Required task: Please rewrite all of the data below, replacing every "Target" with "Object" and leaving everything else unchanged.

Extracted entries:
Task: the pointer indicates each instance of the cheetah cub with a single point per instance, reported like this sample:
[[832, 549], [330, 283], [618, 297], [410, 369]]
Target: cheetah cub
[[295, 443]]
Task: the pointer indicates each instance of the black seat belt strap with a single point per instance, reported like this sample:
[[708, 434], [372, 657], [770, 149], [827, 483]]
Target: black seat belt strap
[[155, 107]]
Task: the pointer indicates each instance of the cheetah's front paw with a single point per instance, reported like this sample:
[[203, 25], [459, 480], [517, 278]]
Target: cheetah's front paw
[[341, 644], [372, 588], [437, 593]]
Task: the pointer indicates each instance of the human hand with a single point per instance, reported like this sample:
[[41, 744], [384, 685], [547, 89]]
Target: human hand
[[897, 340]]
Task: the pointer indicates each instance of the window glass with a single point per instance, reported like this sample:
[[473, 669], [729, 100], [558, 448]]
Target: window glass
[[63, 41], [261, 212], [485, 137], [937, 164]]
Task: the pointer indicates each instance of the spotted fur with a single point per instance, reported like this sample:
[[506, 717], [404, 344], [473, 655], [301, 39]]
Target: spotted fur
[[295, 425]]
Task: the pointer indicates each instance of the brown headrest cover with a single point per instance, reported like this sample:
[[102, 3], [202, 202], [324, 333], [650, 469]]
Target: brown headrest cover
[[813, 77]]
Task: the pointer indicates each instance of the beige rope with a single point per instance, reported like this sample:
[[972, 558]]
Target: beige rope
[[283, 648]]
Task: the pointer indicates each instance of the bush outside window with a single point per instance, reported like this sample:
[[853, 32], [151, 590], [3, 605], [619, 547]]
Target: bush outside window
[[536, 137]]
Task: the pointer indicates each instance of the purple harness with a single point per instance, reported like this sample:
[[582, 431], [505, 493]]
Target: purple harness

Reply:
Task: the pointer indicates each instance of the cheetah cub with a single point per instance, reported like this sample:
[[832, 549], [330, 283], [618, 297], [410, 369]]
Object: cheetah cub
[[295, 443]]
Task: the pointer indicates each instance of the black seat belt strap with a single point per instance, reported like this sample:
[[708, 434], [372, 657], [770, 149], [827, 483]]
Object: black seat belt strap
[[155, 107]]
Task: the pointer indicates each instance of the cheetah's front paw with a single point per instance, reported like this sample:
[[203, 25], [459, 480], [517, 278]]
Object: cheetah's front paw
[[341, 644], [372, 588], [437, 593]]
Task: the pointer indicates each instance of the human hand with a single point per instance, reported like this sample:
[[41, 744], [384, 685], [547, 89]]
Object: human hand
[[897, 340]]
Task: the pointer indicates each instance of the window glass with a single point per instance, reported like this sample:
[[473, 669], [729, 100], [558, 448]]
Object: window glass
[[63, 41], [261, 212], [485, 137], [937, 164]]
Task: the pointer indicates each instance of the spotted fur with a single point per instance, reported like this sample:
[[506, 717], [404, 344], [473, 655], [301, 39]]
Object: spotted fur
[[295, 425]]
Task: the pointer indicates each instance of the brown headrest cover with a single point per instance, reported like this sample:
[[102, 3], [202, 202], [324, 333], [650, 469]]
Object: brown headrest cover
[[813, 77]]
Task: the pointer indicates each instance of the beige rope with a single point per instance, reported like this sample:
[[972, 558]]
Object: beige rope
[[283, 648]]
Task: the pointer indicates each instance of the bush outside window with a single point per instance, reported like this sample:
[[853, 32], [151, 590], [3, 605], [619, 547]]
Object: bush outside window
[[536, 137]]
Task: the pointer indicates each instance of the purple harness with a single point per instance, reported like this sample:
[[582, 431], [505, 493]]
Object: purple harness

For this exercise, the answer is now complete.